PROBLEM DETAILS: Each line from the one containing "Target: thigh" to the end of the records should be copied exactly, and no other line.

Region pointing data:

BEGIN

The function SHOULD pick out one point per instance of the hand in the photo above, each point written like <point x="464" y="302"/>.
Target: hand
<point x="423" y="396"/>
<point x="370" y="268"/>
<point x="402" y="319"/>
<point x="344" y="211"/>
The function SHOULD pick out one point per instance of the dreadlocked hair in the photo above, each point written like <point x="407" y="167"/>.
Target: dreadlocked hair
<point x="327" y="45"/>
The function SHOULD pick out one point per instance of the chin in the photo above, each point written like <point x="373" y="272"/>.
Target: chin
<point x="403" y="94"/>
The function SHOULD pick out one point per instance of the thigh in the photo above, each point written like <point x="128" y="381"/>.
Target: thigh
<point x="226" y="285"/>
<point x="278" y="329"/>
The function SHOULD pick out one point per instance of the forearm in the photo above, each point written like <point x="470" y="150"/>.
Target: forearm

END

SOLUTION TO THIS EXERCISE:
Target: thigh
<point x="226" y="285"/>
<point x="278" y="329"/>
The function SHOULD pick out one point per instance of the forearm in the photo above, each point written like <point x="470" y="150"/>.
Target: forearm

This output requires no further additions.